■ **Page**:
════════════════════

So now we know; It's not over until the Fat Lady Sings at the end of the Coon supper






munk
 
I have cats.....coons kill cats.....therefore they don't live if we meet.:mad:
Best weapons for coon removal:.223;.45 auto;12ga.
 
we used to have coons in our last house. They tore a 3' hole in our roof and lived in the attic for a while. The worst part was the loss of sleep be cause they would make all kinds of noise all night. Finally one night I got totally sick of it. They were around the pond in the back yard fishing and trilling after they had brawled with and killed a possum. So I slid the window open quietly and grabbed my 12ga and proceeded to sight in on them. they were about 20-25' away and I had loaded up 3" 00 buck round, and I wanted to get both with one shot. So about the time I was sliding the safety off my wife leans over my shoulder and starts cooing about how cute they are, and then says "no they are soooo cute you can't shoot them with that". After a moments thought I said "your right honey" so I put the shot gun down.

════════════════════

■ **Source material**:
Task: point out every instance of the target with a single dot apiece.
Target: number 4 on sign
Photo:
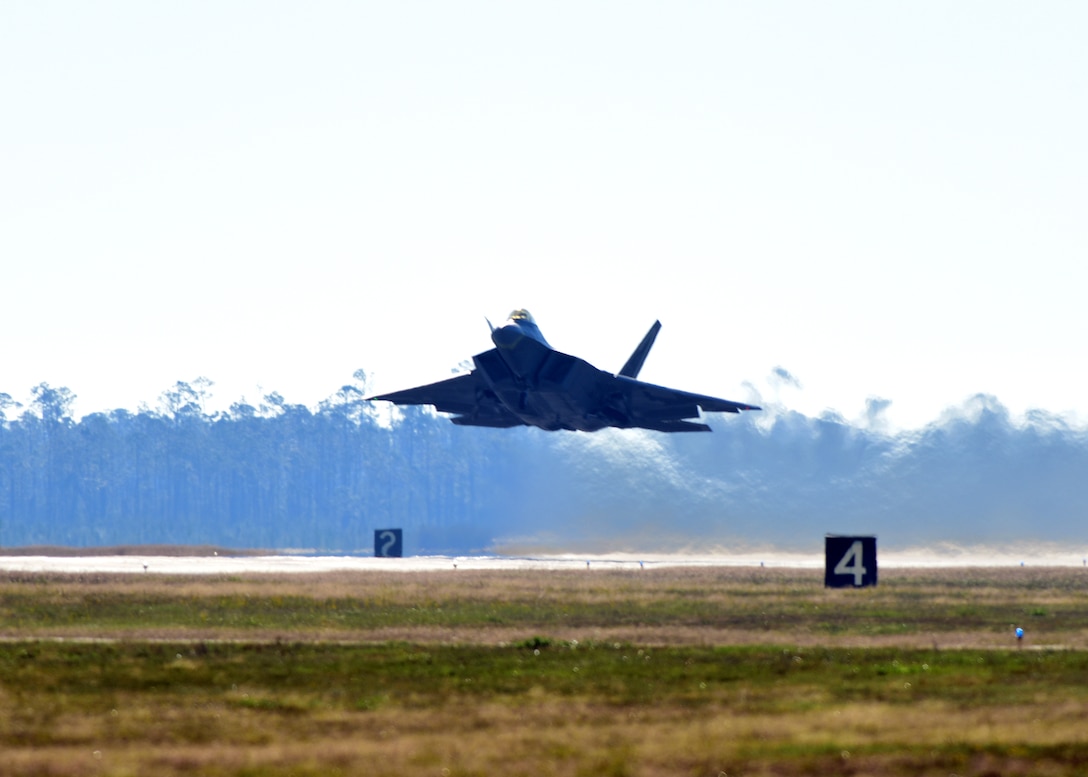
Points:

════════════════════

■ **Task set**:
**a)** Do these statements agree with the coon post? Answer yes or no for each, and quote the words that decide it.
(i) The coons made a hole in the roof.
(ii) The shotgun was loaded with birdshot.
(iii) Before the shooting attempt, the coons had killed a cat.
**b)** Answer from the coon post:
(i) Which weapons are listed as best for coon removal?
(ii) About how far away were the coons at the pond?
(iii) What was the worst part of having coons in the attic?
**c)** Continue the coon post from its last sentence.
The listing above comes from a separate source and has nothing to do with the coon post.

■ **Answers for the exercise**:
**a)**
(i) Yes: "They tore a 3' hole in our roof"
(ii) No: "00 buck round"
(iii) No: "after they had brawled with and killed a possum"

**b)**
(i) The .223, the .45 auto and the 12ga.
(ii) About 20-25'.
(iii) Losing sleep, because the coons made all kinds of noise all night.

**c)**
then I went and grabbed her competition .22(really mine but she liked it so much she stole it). then next weekend we found the huge hole in our roof and I finally got the kudos I deserved.
 
I had a problem with bats when I lived in an old farmhouse in Eastern Montana. Early in the morning they'd fly back into the attic and wall of my bedroom and make a lot of racket.

I think everyone thinks Racoons are pretty neat until one of them destroys something on the property.

We had one tree on our land that was not an evergreen, and I wanted it to grow. IT was about 3' high. A Porcupine came by and started eating the bark. I was getting ready to shoot it when the Wife said the Porcupine was more valuable to her than the tree. OK. We let the Porcupine go on eating. The tree died; he'd bearded it.

After that my oldest son and I agreed the next time Porky came back he was dead. But he never came back. There aren't any more tasty trees here to eat, I guess.


munk
 
munk said:
I had a problem with bats when I lived in an old farmhouse in Eastern Montana. Early in the morning they'd fly back into the attic and wall of my bedroom and make a lot of racket.

I think everyone thinks Racoons are pretty neat until one of them destroys something on the property.

We had one tree on our land that was not an evergreen, and I wanted it to grow. IT was about 3' high. A Porcupine came by and started eating the bark. I was getting ready to shoot it when the Wife said the Porcupine was more valuable to her than the tree. OK. We let the Porcupine go on eating. The tree died; he'd bearded it.

After that my oldest son and I agreed the next time Porky came back he was dead. But he never came back. There aren't any more tasty trees here to eat, I guess.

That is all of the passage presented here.